• [PROBLEM DETAILS] Repeat exactly the lines from the one containing "Drop a marker" through the last line of the records below, both included, and nothing else.

====== RECORDS SHOWN ======

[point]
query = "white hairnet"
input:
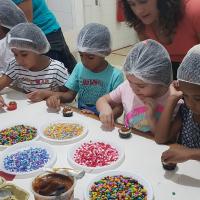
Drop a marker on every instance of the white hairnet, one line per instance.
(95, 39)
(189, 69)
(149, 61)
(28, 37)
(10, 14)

======

• [RESPONSE TO THIS EXERCISE]
Drop a marker on every instance of the white hairnet, one line per instance.
(95, 39)
(189, 69)
(149, 61)
(28, 37)
(10, 14)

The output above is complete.